Page:
Lighting comparison

Flos vs Artemide

The two houses that defined modern Italian lighting. Flos makes light into sculpture — the object you display. Artemide makes light into a tool — “The Human Light” that works. Most great schemes use both.

An interior lit by Italian design lighting
Brand overview

Flos

Founded in 1962, Flos built its reputation on lighting as design object — beginning with Achille and Pier Giacomo Castiglioni (Arco, Taccia) and continuing with designers like Michael Anastassiades, Marcel Wanders and Philippe Starck. The catalog is decorative and sculptural: fittings meant to be seen and remembered, not just to illuminate.

Artemide

Founded in 1960 by Ernesto Gismondi and Sergio Mazza, Artemide pursues “The Human Light” — a human-centered, research-led approach to how light serves people and space. Its icons are as much engineering as design: the Tolomeo, the Tizio, the Eclisse. Multiple Compasso d’Oro awards reflect a function-first identity.

Design philosophy

Flos: light as sculpture

Flos designs the moment your eye lands on the fitting. Form, material and presence come first; the glow is the reward. This makes Flos the natural choice for the decorative layer — the pendant over the table, the floor lamp beside the sofa, the piece that gives a room its character.

Requirements:
Pick up the Flos vs Artemide lighting comparison from its last sentence and keep writing. The records have nothing to do with the Flos and Artemide comparison.

Record excerpts:
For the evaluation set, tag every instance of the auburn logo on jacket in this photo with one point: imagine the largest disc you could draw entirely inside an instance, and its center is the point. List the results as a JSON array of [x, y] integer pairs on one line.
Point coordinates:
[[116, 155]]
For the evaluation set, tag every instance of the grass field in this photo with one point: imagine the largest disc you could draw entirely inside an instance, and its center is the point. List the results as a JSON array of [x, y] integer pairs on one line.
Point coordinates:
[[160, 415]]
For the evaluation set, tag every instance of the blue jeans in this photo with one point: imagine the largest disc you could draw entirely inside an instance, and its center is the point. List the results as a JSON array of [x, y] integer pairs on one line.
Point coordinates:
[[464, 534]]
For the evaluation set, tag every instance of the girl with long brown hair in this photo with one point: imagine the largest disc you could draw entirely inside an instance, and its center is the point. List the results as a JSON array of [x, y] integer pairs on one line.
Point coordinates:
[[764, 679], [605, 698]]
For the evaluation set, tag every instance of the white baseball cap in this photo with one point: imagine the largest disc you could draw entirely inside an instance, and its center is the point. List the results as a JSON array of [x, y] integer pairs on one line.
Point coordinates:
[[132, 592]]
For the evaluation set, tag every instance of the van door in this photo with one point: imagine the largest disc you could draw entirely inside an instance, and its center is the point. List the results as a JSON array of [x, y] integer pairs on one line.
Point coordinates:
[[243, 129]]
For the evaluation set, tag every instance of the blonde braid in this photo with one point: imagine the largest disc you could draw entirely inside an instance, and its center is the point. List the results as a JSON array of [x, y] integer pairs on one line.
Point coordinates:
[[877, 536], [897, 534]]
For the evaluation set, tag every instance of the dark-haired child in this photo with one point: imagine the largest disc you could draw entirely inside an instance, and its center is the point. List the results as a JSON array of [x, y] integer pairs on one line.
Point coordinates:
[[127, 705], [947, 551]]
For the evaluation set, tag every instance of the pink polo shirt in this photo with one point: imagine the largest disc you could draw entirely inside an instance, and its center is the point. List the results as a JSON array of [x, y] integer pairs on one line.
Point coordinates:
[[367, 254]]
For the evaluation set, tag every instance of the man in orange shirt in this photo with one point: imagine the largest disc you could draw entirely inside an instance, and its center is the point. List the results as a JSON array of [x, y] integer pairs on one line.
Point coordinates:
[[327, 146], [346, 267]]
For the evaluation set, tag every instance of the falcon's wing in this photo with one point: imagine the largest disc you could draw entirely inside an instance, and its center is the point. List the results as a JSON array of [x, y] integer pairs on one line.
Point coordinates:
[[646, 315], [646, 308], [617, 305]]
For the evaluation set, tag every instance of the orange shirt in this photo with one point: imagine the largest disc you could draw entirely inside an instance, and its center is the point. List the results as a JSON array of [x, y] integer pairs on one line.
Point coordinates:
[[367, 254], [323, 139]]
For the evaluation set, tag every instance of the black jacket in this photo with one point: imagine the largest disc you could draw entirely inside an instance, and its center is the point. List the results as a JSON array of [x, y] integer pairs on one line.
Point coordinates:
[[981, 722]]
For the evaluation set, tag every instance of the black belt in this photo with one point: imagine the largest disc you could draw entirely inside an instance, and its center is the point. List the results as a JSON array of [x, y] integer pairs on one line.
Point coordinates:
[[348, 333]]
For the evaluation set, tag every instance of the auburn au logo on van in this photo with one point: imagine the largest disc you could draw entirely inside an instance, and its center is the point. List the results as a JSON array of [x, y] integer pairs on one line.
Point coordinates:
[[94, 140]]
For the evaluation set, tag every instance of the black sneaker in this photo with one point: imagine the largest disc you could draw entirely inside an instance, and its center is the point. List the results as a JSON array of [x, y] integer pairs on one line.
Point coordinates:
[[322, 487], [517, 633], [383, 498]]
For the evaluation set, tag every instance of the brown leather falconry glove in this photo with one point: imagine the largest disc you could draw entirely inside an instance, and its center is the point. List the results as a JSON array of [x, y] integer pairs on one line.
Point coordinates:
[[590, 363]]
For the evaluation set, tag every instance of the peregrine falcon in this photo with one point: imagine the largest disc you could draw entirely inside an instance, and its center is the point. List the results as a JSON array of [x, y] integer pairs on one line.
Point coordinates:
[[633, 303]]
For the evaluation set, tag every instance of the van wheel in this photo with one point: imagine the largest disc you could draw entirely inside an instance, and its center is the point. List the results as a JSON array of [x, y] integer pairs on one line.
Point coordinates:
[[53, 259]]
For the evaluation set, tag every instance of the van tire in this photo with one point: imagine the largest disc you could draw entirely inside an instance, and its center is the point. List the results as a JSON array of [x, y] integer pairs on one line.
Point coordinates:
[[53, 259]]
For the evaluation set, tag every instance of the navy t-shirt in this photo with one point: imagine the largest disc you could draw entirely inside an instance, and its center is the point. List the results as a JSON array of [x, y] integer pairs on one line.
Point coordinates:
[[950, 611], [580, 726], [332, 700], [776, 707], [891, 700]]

Result of the exercise:
Artemide: light as function

Artemide designs around the task — reading, working, navigating a space — and around the wellbeing of the people in it. Mechanisms are precise, optics are considered, and the architectural range is built for integration. The result is light you use rather than light you look at.

Signature pieces

Flos

Arco

The Castiglioni brothers’ 1962 arching floor lamp with a Carrara marble base — arguably the most recognized design lamp ever made, and still the brand’s signature.

IC Lights

Michael Anastassiades’ 2014 family of balanced spheres on slender stems. Quiet, jewel-like, and one of the defining lighting designs of the last decade.

Taccia

A 1962 Castiglioni table lamp — a glass-and-aluminum bowl that diffuses light upward. Sculptural, warm and unmistakably an object first.

Artemide

Tolomeo

De Lucchi and Fassina’s 1987 spring-balanced task lamp — among the best-selling design lamps in the world, endlessly extended into wall, floor and clamp versions.

Tizio

Richard Sapper’s 1972 counter-balanced desk lamp — a feat of engineering as much as design, and a permanent fixture in the MoMA collection.

Eclisse

Vico Magistretti’s 1967 bedside lamp with a rotating inner shade that “eclipses” the light. A Compasso d’Oro winner and a masterclass in simple mechanism.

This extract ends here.